(Collected data)
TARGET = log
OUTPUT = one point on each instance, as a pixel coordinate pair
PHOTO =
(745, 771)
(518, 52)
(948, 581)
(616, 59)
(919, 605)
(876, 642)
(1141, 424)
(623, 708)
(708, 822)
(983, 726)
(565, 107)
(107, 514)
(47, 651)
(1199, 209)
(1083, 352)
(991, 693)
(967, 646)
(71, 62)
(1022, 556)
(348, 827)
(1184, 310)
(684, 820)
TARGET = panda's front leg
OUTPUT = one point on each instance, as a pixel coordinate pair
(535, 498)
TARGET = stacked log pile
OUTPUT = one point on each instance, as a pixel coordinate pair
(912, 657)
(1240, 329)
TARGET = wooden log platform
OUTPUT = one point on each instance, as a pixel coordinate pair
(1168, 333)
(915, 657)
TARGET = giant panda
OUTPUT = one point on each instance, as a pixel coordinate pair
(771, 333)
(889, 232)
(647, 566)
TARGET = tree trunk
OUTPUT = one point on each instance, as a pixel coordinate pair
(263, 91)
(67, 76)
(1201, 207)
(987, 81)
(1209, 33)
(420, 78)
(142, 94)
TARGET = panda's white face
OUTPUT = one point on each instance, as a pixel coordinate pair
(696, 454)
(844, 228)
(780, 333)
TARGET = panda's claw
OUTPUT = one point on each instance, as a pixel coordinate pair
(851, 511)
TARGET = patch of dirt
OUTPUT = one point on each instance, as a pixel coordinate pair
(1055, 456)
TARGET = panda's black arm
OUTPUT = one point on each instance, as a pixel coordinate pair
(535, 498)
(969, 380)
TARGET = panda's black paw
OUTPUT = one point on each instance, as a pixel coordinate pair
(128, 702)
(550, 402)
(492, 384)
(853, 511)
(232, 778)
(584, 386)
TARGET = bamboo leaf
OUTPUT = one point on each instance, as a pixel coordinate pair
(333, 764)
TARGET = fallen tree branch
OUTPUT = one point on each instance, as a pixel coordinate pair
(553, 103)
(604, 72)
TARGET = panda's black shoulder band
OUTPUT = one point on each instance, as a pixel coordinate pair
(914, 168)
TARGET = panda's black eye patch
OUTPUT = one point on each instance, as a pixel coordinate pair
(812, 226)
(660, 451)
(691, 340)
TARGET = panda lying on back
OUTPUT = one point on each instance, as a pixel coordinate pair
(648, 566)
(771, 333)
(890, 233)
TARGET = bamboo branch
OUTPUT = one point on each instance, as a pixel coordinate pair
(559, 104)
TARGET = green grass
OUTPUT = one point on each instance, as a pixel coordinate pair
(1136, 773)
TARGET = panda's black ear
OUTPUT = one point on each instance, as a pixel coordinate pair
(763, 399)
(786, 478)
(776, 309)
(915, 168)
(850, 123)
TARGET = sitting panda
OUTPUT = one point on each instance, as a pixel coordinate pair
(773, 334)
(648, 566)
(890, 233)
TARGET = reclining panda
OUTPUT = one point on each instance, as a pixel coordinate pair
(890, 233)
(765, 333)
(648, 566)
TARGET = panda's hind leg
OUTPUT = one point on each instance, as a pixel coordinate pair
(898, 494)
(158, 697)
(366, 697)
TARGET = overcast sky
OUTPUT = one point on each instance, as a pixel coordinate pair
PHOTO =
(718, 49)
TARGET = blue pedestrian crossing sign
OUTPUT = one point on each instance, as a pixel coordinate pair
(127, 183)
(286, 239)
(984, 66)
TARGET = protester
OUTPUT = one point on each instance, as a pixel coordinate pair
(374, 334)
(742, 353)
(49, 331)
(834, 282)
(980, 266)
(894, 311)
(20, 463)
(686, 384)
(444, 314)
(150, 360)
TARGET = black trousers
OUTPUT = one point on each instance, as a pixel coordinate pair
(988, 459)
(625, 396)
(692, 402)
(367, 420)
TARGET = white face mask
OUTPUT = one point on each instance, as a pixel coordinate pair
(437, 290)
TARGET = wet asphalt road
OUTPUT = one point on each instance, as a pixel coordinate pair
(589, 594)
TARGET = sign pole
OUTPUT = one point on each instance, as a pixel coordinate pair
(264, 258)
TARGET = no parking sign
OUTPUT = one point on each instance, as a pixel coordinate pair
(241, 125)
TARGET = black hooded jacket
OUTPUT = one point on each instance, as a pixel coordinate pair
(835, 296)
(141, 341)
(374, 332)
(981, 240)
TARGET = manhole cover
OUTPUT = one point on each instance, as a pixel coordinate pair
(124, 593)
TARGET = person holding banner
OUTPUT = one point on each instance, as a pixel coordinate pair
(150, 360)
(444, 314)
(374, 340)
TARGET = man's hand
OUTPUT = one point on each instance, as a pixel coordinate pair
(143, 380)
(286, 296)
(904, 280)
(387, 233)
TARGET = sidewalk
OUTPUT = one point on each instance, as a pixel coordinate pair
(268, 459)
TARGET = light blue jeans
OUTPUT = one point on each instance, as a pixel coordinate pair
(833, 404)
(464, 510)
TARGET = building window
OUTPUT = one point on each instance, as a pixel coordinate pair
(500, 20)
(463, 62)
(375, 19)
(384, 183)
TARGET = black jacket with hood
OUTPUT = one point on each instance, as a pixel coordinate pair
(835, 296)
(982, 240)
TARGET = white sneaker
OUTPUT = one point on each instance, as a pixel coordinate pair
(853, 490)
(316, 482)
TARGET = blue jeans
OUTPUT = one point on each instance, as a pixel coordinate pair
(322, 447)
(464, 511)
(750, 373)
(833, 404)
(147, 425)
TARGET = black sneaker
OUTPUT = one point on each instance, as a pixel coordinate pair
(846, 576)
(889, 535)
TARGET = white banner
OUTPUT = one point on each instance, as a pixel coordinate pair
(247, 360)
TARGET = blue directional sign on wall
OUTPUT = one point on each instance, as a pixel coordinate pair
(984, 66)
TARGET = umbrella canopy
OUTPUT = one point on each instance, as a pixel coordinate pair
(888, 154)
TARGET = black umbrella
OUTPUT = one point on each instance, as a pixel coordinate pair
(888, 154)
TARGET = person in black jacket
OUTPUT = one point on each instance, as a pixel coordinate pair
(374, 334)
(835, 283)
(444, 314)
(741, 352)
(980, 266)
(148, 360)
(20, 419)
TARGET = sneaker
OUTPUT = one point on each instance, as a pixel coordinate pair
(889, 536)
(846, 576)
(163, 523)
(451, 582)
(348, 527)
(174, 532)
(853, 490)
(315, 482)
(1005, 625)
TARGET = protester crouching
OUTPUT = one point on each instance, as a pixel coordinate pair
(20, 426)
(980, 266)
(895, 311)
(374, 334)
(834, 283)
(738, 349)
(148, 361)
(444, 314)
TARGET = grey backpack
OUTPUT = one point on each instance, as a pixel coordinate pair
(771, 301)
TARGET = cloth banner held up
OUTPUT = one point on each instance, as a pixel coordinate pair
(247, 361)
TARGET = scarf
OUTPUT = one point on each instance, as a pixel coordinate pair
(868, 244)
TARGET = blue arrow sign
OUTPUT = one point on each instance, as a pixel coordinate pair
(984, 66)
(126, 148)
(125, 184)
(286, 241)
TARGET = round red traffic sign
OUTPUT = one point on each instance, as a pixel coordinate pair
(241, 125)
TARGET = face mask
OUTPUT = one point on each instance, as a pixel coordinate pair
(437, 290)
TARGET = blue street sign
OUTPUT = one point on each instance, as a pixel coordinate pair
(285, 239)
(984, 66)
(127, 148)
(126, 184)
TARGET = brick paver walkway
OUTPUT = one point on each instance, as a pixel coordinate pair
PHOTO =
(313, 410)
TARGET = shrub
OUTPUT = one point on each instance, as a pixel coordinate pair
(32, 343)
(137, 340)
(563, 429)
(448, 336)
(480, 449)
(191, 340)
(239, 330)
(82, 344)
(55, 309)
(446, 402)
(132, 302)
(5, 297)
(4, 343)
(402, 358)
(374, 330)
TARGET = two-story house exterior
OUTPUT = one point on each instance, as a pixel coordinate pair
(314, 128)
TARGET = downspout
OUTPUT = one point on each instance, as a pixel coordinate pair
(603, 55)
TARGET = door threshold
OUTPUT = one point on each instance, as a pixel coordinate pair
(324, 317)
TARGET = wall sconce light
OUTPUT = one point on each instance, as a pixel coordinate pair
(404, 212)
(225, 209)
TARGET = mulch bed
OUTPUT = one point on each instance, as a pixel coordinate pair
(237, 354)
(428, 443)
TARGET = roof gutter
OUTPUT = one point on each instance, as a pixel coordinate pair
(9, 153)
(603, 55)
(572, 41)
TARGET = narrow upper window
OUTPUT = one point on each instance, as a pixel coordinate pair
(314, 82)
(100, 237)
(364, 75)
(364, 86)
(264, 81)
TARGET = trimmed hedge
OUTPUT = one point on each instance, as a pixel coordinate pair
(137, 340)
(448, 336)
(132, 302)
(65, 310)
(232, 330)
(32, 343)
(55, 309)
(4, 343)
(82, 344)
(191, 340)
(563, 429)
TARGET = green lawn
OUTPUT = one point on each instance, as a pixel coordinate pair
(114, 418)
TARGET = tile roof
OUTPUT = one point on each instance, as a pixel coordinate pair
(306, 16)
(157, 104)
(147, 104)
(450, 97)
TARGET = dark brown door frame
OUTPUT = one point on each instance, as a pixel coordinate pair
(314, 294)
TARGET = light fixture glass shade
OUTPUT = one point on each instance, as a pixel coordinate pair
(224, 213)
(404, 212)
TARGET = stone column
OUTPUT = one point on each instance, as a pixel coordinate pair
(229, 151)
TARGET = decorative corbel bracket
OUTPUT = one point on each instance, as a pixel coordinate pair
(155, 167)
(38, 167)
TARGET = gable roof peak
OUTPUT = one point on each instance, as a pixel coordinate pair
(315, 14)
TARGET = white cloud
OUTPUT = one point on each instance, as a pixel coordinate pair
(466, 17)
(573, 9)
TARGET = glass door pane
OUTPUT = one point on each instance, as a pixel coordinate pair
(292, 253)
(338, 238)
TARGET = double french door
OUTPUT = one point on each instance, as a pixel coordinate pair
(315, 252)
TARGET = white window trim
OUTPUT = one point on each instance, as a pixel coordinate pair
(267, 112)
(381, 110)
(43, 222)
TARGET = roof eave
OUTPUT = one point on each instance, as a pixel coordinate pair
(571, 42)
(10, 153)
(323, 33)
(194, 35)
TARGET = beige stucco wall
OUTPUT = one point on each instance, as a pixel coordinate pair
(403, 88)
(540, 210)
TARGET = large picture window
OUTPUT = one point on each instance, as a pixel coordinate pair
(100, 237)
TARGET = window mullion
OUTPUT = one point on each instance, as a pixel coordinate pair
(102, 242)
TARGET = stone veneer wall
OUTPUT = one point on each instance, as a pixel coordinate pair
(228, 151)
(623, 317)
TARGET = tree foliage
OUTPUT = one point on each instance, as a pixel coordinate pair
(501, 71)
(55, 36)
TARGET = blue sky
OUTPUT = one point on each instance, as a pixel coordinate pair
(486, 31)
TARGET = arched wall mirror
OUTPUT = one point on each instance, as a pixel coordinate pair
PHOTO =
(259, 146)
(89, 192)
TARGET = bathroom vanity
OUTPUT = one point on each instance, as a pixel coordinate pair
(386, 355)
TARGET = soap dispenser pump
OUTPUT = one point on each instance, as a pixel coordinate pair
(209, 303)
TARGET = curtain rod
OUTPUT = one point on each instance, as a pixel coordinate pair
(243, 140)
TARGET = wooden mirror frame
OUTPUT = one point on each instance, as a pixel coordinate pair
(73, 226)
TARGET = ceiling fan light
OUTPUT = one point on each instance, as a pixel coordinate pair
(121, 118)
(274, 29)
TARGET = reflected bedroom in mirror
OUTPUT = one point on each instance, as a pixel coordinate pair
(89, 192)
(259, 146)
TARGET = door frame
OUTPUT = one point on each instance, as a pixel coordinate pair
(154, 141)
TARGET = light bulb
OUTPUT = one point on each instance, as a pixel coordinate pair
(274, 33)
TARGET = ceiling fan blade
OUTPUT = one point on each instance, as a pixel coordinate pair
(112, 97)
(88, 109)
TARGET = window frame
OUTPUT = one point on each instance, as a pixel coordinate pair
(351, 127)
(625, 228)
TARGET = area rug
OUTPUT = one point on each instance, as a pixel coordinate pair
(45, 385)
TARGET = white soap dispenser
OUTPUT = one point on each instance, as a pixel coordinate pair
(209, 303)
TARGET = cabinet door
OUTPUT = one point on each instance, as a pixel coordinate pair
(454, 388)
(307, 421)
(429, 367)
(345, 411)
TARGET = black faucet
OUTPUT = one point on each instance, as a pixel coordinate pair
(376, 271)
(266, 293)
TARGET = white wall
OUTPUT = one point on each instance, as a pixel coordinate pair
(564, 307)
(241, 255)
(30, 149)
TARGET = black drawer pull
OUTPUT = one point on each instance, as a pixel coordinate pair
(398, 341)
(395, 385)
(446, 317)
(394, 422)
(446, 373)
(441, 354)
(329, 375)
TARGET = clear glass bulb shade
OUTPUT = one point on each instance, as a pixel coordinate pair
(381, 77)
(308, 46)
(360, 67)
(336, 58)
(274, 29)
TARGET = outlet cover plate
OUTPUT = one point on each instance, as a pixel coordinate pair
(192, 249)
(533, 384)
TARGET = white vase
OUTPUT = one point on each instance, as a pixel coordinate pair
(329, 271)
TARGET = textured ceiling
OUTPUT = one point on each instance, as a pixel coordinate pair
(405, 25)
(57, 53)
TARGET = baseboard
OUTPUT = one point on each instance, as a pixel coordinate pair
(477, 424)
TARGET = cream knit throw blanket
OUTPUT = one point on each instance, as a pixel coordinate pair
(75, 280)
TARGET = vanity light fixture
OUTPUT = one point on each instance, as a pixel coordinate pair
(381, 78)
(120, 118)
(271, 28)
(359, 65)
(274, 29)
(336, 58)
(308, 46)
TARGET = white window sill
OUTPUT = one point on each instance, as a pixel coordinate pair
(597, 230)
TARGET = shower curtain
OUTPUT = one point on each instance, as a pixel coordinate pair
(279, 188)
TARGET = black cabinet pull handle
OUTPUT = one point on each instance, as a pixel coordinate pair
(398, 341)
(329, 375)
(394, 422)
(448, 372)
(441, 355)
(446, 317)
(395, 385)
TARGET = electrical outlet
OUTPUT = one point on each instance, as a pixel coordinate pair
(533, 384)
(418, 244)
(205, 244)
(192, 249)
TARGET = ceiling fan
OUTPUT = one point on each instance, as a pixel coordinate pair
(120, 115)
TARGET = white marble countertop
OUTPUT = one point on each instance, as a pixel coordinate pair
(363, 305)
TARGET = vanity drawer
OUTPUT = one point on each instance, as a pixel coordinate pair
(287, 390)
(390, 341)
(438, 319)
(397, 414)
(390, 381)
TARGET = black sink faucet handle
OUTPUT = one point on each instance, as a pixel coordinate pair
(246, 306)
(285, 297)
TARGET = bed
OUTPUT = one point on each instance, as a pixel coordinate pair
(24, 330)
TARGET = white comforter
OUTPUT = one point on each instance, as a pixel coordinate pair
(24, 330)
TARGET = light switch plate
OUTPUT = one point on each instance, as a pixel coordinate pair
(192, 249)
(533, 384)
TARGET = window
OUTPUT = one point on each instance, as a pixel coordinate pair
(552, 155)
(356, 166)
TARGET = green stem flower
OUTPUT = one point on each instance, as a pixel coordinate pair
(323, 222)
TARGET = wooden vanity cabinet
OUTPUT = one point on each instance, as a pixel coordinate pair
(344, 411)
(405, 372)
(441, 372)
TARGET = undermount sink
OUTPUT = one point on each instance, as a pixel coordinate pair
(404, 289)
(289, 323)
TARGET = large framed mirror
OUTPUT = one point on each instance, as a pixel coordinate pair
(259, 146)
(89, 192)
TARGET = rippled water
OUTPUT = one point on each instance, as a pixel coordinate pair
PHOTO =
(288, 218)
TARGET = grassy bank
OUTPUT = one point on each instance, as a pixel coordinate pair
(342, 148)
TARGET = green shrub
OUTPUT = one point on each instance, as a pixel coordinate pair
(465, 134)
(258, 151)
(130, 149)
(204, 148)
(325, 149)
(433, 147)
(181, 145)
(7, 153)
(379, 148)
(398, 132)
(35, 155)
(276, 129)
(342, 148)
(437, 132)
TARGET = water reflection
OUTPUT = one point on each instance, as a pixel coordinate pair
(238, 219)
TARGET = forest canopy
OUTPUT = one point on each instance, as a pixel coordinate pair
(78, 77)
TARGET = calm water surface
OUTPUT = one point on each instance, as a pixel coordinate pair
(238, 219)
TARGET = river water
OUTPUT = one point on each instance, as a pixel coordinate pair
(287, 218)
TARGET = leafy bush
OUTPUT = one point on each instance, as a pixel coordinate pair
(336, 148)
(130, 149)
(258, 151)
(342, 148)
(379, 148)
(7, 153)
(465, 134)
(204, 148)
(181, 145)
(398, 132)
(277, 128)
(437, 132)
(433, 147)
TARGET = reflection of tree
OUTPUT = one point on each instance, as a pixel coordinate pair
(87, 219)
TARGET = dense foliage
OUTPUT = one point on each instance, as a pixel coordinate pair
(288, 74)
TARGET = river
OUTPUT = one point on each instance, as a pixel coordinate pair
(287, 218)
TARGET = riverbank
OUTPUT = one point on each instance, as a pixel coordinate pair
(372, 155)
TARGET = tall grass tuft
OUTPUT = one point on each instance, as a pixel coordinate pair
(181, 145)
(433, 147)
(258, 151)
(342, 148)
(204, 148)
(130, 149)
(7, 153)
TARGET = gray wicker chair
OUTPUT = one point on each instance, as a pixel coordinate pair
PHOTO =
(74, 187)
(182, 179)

WHAT YOU ARE ASKED TO DO:
Reproduce the lines from the one containing "TARGET = green shrub" to the end of the entries, keeping both ends and adding nothing.

TASK RESULT:
TARGET = green shrub
OUTPUT = one point on each instance, as a pixel coordinate pair
(465, 134)
(258, 151)
(130, 149)
(204, 148)
(325, 149)
(433, 147)
(181, 145)
(7, 153)
(379, 148)
(398, 132)
(35, 155)
(276, 129)
(342, 148)
(437, 132)
TARGET = water reflection
OUTPUT = one point on each instance, as a pixel coordinate pair
(238, 219)
TARGET = forest canopy
OUTPUT = one point on each instance, as a pixel coordinate pair
(78, 77)
TARGET = calm water surface
OUTPUT = one point on each instance, as a pixel coordinate pair
(238, 219)
TARGET = river water
OUTPUT = one point on each instance, as a pixel coordinate pair
(287, 218)
TARGET = leafy bush
OUTPUT = one point on each instance, as a pixel coordinate pair
(336, 148)
(130, 149)
(258, 151)
(342, 148)
(379, 148)
(7, 153)
(465, 134)
(204, 148)
(181, 145)
(398, 132)
(277, 128)
(437, 132)
(433, 147)
TARGET = reflection of tree
OUTPUT = one point on each instance, as a pixel coordinate pair
(87, 219)
TARGET = dense foliage
OUTPUT = one point on each instance, as a pixel coordinate pair
(288, 74)
TARGET = river
OUTPUT = one point on each instance, as a pixel coordinate pair
(287, 218)
TARGET = riverbank
OUTPUT = one point on each instance, as a pixel coordinate pair
(372, 155)
TARGET = tall grass tuft
OUTPUT = one point on each instance, as a pixel coordinate pair
(181, 145)
(433, 147)
(258, 151)
(342, 148)
(204, 148)
(130, 149)
(7, 153)
TARGET = gray wicker chair
OUTPUT = one point on each instance, as a pixel coordinate pair
PHOTO =
(74, 187)
(182, 179)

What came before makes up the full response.